WHAT NEEDS TO BE DONE
Could you gather every line in the listing below that contains the word "wooden" and copy each one out in full?

TASK INPUTS

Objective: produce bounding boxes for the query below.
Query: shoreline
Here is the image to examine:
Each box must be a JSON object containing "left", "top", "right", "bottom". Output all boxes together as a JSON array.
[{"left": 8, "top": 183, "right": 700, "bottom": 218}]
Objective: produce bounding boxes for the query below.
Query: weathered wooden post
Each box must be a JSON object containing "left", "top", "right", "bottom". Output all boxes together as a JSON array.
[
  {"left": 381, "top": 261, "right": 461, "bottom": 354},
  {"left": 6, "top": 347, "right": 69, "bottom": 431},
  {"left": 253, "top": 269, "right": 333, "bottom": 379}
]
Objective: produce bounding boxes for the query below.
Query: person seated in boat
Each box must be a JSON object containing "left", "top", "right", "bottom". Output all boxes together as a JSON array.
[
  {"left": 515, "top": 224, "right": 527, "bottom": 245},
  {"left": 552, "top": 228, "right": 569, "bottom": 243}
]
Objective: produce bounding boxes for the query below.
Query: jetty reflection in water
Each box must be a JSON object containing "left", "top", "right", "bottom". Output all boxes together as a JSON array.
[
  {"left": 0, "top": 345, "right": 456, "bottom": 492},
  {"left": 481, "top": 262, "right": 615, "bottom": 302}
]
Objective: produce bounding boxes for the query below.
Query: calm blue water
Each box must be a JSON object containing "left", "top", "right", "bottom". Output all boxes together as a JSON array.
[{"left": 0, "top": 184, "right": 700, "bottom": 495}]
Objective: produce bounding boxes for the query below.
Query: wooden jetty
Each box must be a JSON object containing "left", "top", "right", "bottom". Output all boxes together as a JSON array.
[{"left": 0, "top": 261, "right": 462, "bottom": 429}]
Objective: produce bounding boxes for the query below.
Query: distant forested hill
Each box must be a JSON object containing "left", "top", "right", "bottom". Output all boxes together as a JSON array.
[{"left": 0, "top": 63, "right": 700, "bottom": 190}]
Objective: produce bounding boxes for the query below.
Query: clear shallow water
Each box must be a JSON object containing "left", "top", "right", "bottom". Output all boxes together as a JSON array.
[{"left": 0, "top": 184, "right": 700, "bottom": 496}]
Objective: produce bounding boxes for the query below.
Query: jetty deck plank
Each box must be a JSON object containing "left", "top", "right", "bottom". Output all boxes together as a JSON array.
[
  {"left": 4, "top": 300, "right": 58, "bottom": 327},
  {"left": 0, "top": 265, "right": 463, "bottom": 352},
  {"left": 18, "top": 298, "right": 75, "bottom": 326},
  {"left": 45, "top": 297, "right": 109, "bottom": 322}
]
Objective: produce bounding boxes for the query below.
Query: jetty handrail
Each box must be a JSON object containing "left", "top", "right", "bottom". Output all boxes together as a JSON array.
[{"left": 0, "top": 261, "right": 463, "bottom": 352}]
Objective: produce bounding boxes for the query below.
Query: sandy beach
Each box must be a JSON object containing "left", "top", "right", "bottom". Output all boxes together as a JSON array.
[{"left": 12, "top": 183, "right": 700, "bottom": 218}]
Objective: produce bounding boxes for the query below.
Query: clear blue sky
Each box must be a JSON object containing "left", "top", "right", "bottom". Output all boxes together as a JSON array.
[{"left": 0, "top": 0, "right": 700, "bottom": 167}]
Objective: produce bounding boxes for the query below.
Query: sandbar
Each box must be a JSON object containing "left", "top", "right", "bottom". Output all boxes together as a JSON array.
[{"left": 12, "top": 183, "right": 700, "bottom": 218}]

ANSWER FOR THE TASK
Query: weathered wooden post
Query: wooden jetty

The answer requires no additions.